• Exercise: Please repeat only the lines below starting at the line that holds "okay here's my image" and ending at the line that holds "tell me where", exactly, with both of those lines included and every picture omitted.

• The records:
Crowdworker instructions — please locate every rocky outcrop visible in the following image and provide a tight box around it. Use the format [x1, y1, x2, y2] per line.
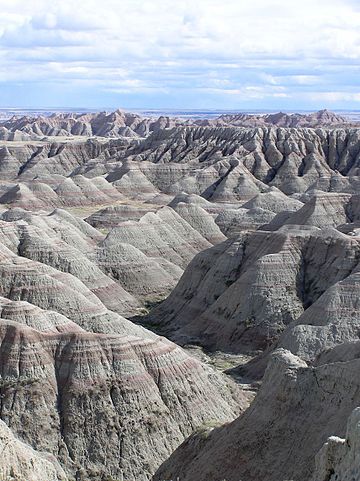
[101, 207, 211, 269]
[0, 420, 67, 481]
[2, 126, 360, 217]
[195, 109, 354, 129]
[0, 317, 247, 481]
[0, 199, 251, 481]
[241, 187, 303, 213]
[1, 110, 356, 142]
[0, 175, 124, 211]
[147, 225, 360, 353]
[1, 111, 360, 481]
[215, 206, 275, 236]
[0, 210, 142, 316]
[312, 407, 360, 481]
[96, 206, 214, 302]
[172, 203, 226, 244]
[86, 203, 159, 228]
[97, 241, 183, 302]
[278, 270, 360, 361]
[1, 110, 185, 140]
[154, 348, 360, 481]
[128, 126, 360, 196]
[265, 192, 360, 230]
==
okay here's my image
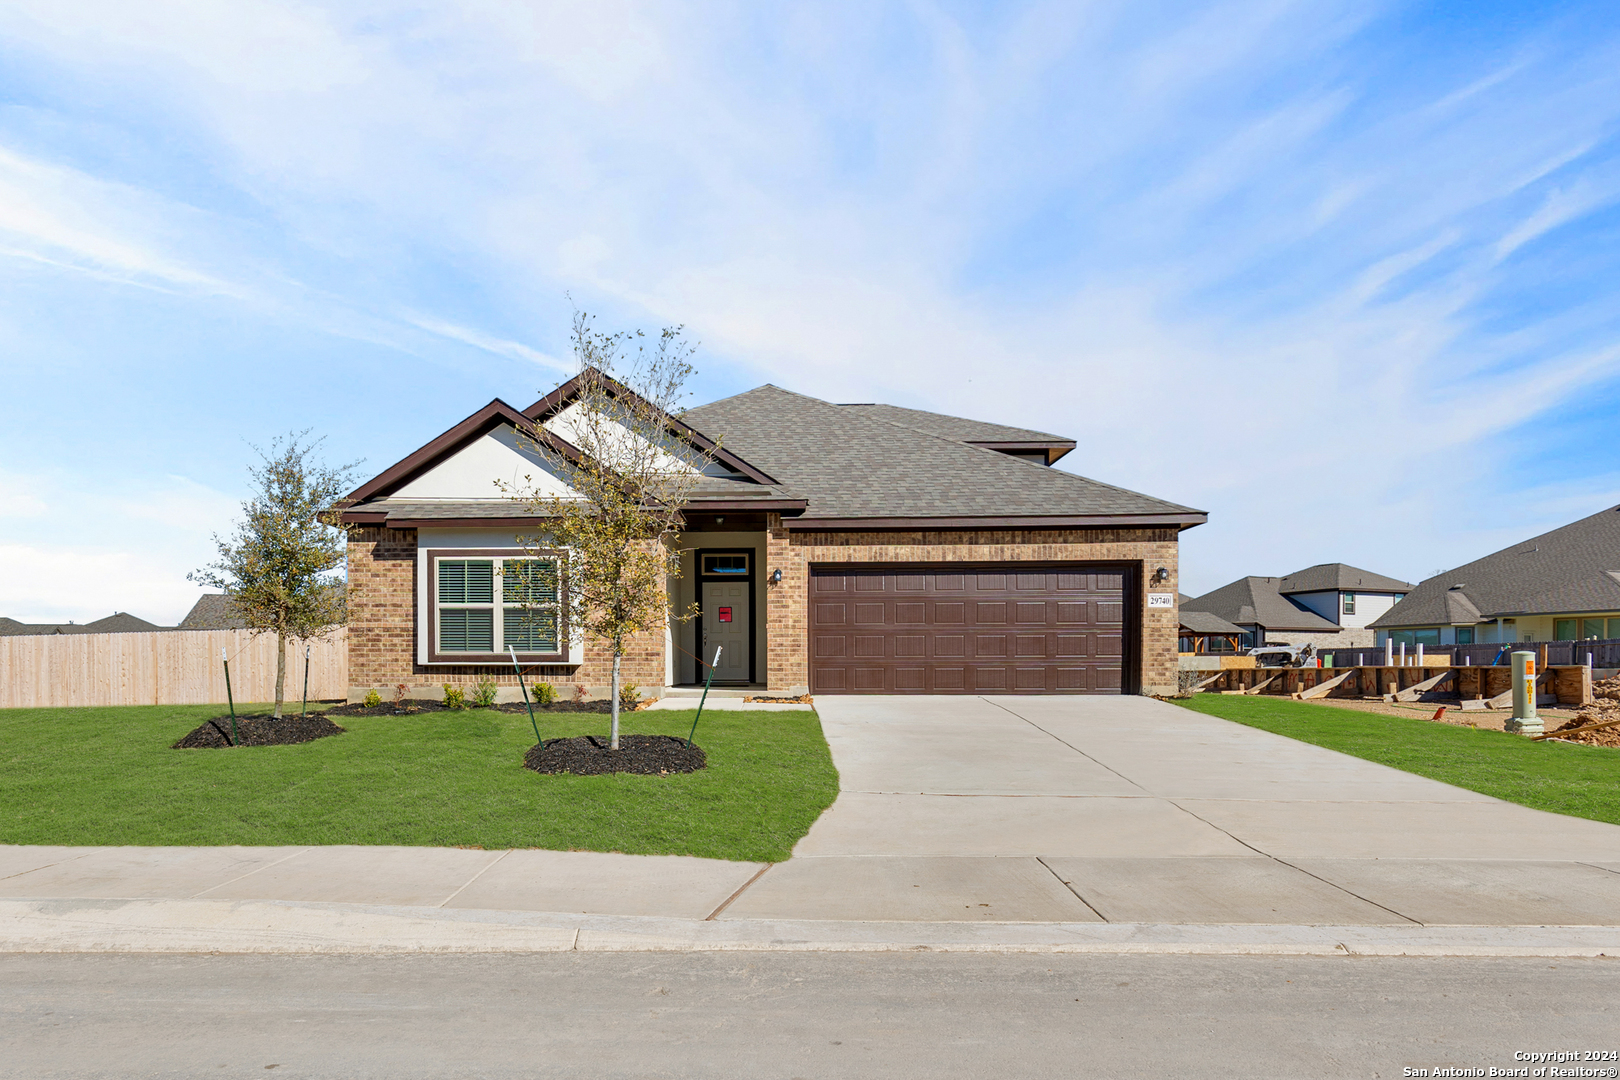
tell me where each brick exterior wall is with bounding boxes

• Answer to this exercise:
okay here's my image
tell me where each brick exterior wall is with bounding boxes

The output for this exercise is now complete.